───── Input rows ─────

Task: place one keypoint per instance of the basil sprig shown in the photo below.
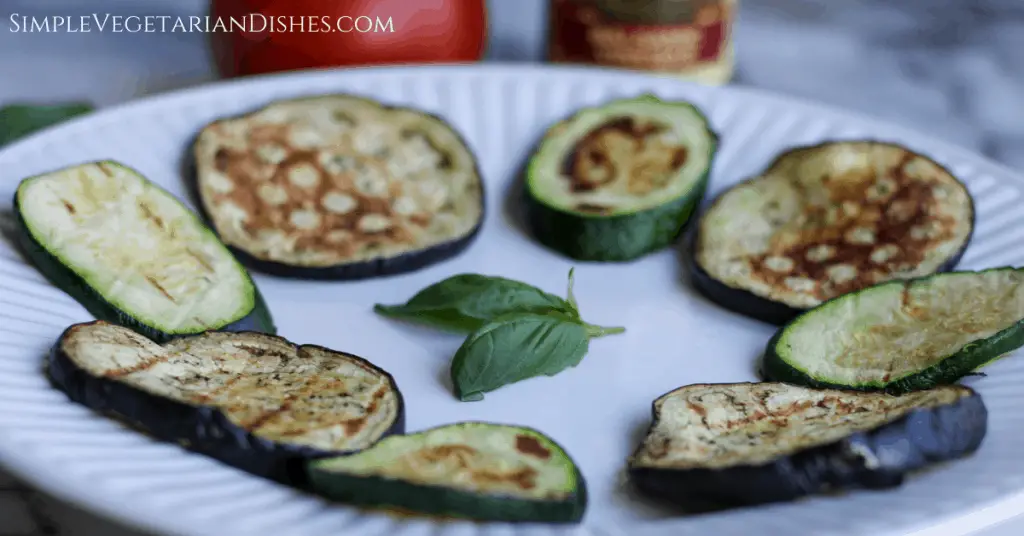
(516, 331)
(466, 301)
(521, 344)
(20, 120)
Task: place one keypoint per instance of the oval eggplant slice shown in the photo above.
(617, 181)
(719, 446)
(472, 470)
(338, 188)
(253, 401)
(132, 254)
(828, 219)
(901, 336)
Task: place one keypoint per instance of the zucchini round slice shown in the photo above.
(827, 219)
(719, 446)
(132, 254)
(338, 188)
(252, 401)
(472, 470)
(903, 335)
(617, 181)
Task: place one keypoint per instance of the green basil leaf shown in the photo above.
(20, 120)
(467, 301)
(514, 347)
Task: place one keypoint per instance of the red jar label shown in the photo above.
(582, 33)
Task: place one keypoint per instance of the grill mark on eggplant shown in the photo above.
(823, 440)
(910, 251)
(329, 218)
(145, 365)
(254, 398)
(856, 225)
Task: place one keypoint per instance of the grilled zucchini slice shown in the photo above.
(473, 470)
(718, 446)
(617, 181)
(253, 401)
(828, 219)
(338, 188)
(903, 335)
(132, 254)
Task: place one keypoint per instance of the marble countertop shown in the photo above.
(950, 68)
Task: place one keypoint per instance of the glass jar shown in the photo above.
(691, 39)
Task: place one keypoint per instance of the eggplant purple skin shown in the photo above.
(383, 266)
(764, 310)
(203, 429)
(922, 438)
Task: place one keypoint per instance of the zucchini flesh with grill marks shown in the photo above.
(338, 188)
(469, 469)
(903, 335)
(827, 219)
(718, 446)
(253, 401)
(617, 181)
(131, 253)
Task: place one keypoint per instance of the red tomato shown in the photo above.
(265, 36)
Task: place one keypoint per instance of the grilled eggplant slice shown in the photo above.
(338, 188)
(132, 254)
(617, 181)
(828, 219)
(253, 401)
(718, 446)
(903, 335)
(473, 470)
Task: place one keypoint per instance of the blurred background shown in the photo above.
(953, 69)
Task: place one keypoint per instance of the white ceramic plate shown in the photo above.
(597, 410)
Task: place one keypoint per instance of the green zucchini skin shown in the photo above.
(615, 239)
(259, 319)
(921, 439)
(951, 369)
(202, 429)
(381, 492)
(376, 491)
(620, 238)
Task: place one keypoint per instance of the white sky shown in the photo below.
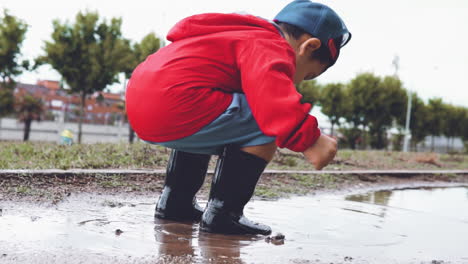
(430, 37)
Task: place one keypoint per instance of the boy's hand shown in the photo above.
(321, 152)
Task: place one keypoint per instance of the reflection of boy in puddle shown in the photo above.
(226, 86)
(183, 241)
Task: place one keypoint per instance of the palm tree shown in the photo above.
(28, 109)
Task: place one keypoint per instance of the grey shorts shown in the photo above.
(235, 126)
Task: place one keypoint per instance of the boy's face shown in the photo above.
(307, 67)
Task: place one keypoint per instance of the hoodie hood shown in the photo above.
(210, 23)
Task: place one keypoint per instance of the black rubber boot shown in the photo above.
(237, 173)
(184, 177)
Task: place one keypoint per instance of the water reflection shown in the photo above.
(398, 226)
(381, 197)
(184, 240)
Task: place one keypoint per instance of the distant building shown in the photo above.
(101, 108)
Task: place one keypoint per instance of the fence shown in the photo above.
(11, 129)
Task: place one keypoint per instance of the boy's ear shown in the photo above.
(308, 46)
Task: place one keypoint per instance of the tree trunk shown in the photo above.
(27, 129)
(82, 110)
(131, 134)
(448, 144)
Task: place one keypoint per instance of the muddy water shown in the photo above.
(399, 226)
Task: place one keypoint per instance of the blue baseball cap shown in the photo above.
(318, 20)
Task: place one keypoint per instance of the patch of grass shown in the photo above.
(41, 155)
(266, 192)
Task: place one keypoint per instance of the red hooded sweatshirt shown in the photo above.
(189, 83)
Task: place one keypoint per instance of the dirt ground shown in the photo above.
(53, 188)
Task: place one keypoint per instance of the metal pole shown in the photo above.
(408, 120)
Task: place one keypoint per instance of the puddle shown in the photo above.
(399, 226)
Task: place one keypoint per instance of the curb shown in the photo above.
(396, 173)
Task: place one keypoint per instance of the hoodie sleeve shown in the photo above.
(267, 68)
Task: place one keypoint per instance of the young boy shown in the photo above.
(226, 86)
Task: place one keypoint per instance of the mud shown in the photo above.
(400, 224)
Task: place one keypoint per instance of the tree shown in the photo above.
(464, 130)
(419, 120)
(361, 93)
(148, 45)
(310, 91)
(12, 34)
(389, 105)
(454, 117)
(88, 54)
(333, 102)
(436, 118)
(28, 109)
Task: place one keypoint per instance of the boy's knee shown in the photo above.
(265, 151)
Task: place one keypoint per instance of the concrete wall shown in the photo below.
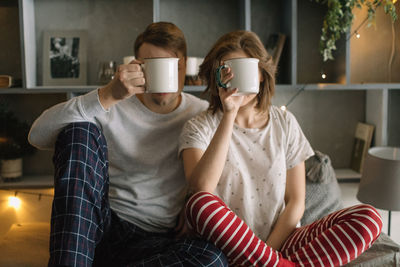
(112, 27)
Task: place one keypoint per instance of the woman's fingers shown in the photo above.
(226, 75)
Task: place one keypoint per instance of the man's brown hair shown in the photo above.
(163, 34)
(249, 43)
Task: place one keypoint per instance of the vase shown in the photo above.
(11, 169)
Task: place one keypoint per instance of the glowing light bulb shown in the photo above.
(14, 202)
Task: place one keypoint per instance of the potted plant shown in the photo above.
(339, 18)
(14, 144)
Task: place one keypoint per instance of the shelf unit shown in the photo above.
(327, 110)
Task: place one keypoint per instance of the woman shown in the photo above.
(244, 161)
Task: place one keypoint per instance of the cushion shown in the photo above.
(323, 194)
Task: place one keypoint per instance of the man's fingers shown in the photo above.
(126, 76)
(131, 67)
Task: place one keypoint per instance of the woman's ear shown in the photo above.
(260, 76)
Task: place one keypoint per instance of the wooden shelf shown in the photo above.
(347, 175)
(201, 88)
(34, 181)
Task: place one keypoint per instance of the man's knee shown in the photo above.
(209, 254)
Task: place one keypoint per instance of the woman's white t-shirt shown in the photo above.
(253, 181)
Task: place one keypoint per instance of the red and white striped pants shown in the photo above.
(333, 240)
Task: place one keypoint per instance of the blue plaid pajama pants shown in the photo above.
(86, 232)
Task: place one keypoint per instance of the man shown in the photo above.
(118, 131)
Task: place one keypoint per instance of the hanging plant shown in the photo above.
(339, 18)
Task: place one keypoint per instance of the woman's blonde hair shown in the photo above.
(249, 43)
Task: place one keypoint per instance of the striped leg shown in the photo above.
(208, 216)
(335, 239)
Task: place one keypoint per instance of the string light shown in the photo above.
(14, 202)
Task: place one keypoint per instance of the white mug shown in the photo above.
(191, 66)
(245, 75)
(161, 75)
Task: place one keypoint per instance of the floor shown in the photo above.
(349, 192)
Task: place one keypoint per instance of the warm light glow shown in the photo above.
(14, 202)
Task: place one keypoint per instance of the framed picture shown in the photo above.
(64, 58)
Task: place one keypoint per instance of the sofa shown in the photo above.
(26, 244)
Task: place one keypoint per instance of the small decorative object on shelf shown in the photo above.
(192, 71)
(64, 58)
(7, 81)
(107, 71)
(13, 144)
(362, 142)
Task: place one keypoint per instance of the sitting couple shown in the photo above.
(132, 170)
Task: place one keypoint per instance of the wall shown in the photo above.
(328, 119)
(9, 39)
(394, 118)
(375, 45)
(99, 18)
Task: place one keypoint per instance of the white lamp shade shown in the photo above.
(380, 180)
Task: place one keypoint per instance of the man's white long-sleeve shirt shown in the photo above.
(147, 184)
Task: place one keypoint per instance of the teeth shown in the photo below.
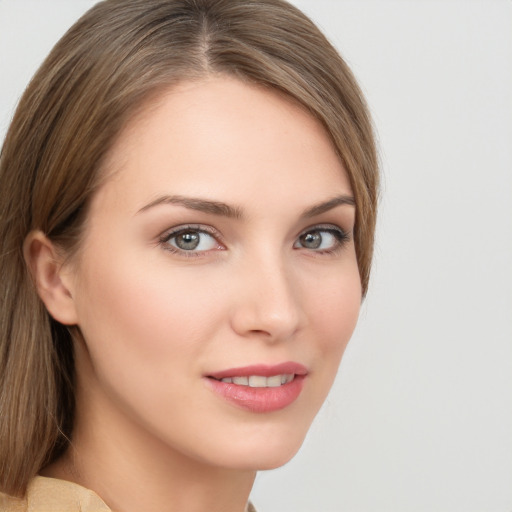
(258, 381)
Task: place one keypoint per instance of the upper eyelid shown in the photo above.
(202, 228)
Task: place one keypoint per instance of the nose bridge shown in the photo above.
(268, 304)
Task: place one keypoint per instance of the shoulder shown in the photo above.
(44, 494)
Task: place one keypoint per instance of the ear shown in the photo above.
(50, 278)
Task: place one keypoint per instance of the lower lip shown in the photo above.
(259, 399)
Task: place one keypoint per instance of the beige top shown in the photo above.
(53, 495)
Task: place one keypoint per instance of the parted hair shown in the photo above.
(96, 78)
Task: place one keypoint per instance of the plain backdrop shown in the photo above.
(420, 418)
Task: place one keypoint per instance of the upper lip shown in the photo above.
(263, 370)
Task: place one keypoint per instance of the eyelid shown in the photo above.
(342, 238)
(167, 235)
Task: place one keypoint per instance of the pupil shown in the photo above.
(187, 241)
(311, 240)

─────

**Problem description**
Return exactly the lines from the one containing "Task: place one keypoint per instance of the shoulder" through the last line of the records above, both included, and nothing else.

**Task result**
Task: place one keypoint per instance of the shoulder shown in the photo above.
(44, 494)
Task: place one keypoint per instance of the ear shown in the photo above.
(50, 278)
Task: place one keypoint per instance of the lower lip shown in the photo above.
(259, 399)
Task: place one keypoint per instance of the beige top shown in the photo above.
(53, 495)
Task: place one keypoint per instance of the parted hair shown in the photo above.
(96, 78)
Task: place one keypoint per instance of the plain backdrop shown in the photo above.
(420, 418)
Task: place one keypoint per instance of the upper lip shown in the photo above.
(263, 370)
Task: place one keypoint per instance of the eyelid shown in the photo above.
(342, 238)
(167, 235)
Task: place one keypoint per instance of the pupil shown in the photo above.
(187, 241)
(311, 240)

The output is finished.